[Excerpt]
########################################

In [8]:
import numpy as np
import pandas as pd
import regex
from dateutil.parser import parse

In [5]:
# Read clinical data files
path = '../data/'
clinical_all_df = pd.read_csv(path + 'MAARS_all_Fri_Apr_04_14h_CEST_2014.csv', sep='\t')
clinical_ad_df = pd.read_csv(path + 'MAARS_AD_full_20190131_12-34-49.csv', sep='\t')
clinical_ctrl_df = pd.read_csv(path + 'MAARS_Control_full_20190131_12-40-12.csv', sep='\t')
clinical_pso_df = pd.read_csv(path + 'MAARS_PSO_full_20190131_12-40-53.csv', sep='\t')

In [6]:
# Create function to change column names
def changeColName(col):
    """ This function takes a string as an input and applies following transformations:
        1) Finds and removes last substring between parenthesis
        2) Splits the string based on '#' and removes duplicate items
        3) Trims strings, collates back into one string and replaces spaces with _"""
    
    # Extract latest string between outermost parenthesis
    final = regex.findall('\(((?>[^\(\)]+|(?R))*)\)', col)
    if len(final): col = col.replace('(' + final[-1] + ')','')
    
    # Deconstruct into list of tags
    tags = col.split('#')
    
    # Remove duplicated tags
    tags, idx = np.unique(tags,return_index=True)
    tags = tags[np.argsort(idx)].tolist()
    
    # Trim strings, collate into one string and replace spaces with _
    tags = list(map(str.strip, tags))
    s = '->'.join(tags)
    s = s.replace(' ', '_')

########################################

[Records shown]
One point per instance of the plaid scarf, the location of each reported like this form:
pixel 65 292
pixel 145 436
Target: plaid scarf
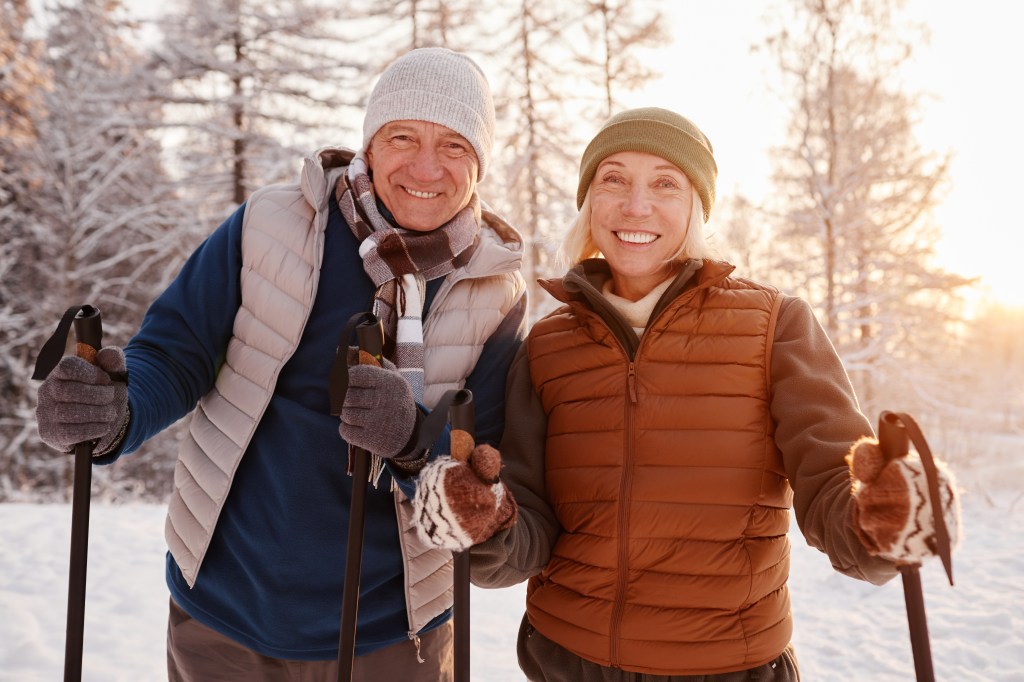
pixel 400 262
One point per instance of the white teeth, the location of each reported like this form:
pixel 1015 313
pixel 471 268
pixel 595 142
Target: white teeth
pixel 637 238
pixel 422 195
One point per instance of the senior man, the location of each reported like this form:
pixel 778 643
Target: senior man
pixel 245 338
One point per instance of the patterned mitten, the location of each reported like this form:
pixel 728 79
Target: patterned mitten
pixel 460 500
pixel 892 511
pixel 80 401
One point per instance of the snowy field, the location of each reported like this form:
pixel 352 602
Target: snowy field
pixel 845 630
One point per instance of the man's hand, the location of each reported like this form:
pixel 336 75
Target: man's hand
pixel 461 504
pixel 892 511
pixel 81 402
pixel 379 414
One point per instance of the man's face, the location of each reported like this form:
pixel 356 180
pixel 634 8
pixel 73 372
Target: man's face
pixel 423 172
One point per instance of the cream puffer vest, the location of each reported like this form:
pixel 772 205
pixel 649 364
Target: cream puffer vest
pixel 282 250
pixel 671 494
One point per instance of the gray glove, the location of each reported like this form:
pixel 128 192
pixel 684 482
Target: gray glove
pixel 379 415
pixel 80 402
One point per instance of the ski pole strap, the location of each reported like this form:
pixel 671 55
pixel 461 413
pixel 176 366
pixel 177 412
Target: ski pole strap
pixel 87 325
pixel 894 431
pixel 433 424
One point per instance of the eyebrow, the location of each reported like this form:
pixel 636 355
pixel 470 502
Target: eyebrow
pixel 666 166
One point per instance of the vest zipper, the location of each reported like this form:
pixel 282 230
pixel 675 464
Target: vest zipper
pixel 625 492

########################################

[Task goal]
From "# Remove duplicated" to "s = '->'.join(tags)" in the clinical data notebook, repeat the code with "collate" swapped for "merge". The records have nothing to do with the clinical data notebook.

[Answer box]
# Remove duplicated tags
    tags, idx = np.unique(tags,return_index=True)
    tags = tags[np.argsort(idx)].tolist()
    
    # Trim strings, merge into one string and replace spaces with _
    tags = list(map(str.strip, tags))
    s = '->'.join(tags)